- Opening Delimiter -
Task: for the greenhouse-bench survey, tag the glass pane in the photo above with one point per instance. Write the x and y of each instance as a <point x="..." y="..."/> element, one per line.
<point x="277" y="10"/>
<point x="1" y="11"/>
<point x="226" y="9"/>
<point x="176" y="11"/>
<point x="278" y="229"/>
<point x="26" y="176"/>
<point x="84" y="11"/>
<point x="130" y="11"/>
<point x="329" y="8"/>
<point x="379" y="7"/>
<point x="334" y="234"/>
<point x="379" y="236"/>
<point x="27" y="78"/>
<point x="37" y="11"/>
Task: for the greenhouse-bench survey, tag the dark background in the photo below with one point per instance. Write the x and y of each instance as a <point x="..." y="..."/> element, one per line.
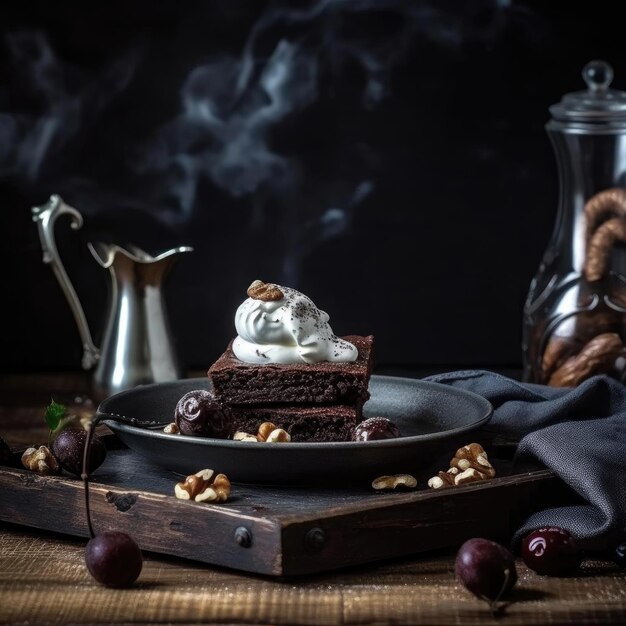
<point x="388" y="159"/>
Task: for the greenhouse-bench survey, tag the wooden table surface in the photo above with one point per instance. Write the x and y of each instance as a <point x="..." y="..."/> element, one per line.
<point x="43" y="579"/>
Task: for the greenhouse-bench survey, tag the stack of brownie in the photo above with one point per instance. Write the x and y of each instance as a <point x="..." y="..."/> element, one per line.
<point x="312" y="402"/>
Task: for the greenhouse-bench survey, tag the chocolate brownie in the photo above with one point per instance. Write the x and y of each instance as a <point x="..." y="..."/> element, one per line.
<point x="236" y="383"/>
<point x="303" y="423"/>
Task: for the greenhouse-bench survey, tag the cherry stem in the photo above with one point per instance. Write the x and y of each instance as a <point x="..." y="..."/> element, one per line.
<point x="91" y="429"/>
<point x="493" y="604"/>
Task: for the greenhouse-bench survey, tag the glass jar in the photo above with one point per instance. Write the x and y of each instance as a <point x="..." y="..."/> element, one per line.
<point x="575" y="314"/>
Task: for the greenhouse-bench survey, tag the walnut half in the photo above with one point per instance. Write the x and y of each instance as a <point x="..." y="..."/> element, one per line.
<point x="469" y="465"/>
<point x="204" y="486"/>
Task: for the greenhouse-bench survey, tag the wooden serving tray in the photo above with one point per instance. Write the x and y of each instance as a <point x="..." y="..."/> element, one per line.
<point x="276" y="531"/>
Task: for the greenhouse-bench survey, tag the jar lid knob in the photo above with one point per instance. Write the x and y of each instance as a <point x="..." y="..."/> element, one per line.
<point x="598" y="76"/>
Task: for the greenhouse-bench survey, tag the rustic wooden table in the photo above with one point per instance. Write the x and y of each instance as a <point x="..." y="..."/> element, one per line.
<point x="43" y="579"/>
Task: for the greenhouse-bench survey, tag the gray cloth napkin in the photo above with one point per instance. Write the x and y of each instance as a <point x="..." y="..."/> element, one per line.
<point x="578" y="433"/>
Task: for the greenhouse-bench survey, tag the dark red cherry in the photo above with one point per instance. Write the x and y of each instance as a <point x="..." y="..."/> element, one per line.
- Closing Delimiter -
- Opening Delimiter -
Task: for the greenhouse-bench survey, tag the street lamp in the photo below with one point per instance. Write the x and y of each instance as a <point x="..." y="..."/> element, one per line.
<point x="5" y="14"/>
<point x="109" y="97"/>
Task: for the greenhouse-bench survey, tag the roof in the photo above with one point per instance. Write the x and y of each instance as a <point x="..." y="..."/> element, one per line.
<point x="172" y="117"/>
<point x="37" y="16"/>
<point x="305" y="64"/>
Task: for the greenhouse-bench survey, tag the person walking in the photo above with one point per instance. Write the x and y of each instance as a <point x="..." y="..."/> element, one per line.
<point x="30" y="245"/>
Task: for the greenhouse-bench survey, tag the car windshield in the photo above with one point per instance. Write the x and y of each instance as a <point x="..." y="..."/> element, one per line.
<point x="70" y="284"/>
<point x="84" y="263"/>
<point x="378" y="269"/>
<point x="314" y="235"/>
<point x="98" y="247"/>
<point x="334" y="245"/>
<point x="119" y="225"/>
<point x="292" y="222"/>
- Closing Delimiter -
Retype, in the same exact form, the lines of the material above from the line holding "Task: for the greenhouse-bench survey, tag the walnut" through the line holding "Task: for the greenhouse-bench survey, tag the dark red".

Task: for the greenhouse-bench survey, tag the walnut half in the photo above with one point per instance. Write the x and y of each instance as a <point x="..." y="..."/> element, one per line.
<point x="469" y="465"/>
<point x="204" y="486"/>
Task: for the greenhouse-bench survey, tag the wooden serving tray in the photo above with one point per instance. Write the x and y of each instance as a <point x="..." y="..."/> element, one per line.
<point x="276" y="531"/>
Task: for the greenhouse-bench survey, tag the jar lid knob in the photo above with one point per instance. Write the x and y of each instance as a <point x="..." y="..."/> element, one per line.
<point x="598" y="76"/>
Task: for the greenhouse-bench survey, tag the rustic wooden table in the photo above with one point per instance. Write the x and y of each instance as a <point x="..." y="..."/> element, one per line.
<point x="43" y="579"/>
Task: for the greenhouse-bench survey, tag the gray cloth napkin in the photo above with one point per instance. Write the x and y of each instance as a <point x="..." y="..."/> element, one per line.
<point x="578" y="433"/>
Task: for the greenhouse-bench survey, tag the dark red cherry in the photo above with one point per instance. Write the x and y of each instance as a <point x="..." y="..."/> element, one per line.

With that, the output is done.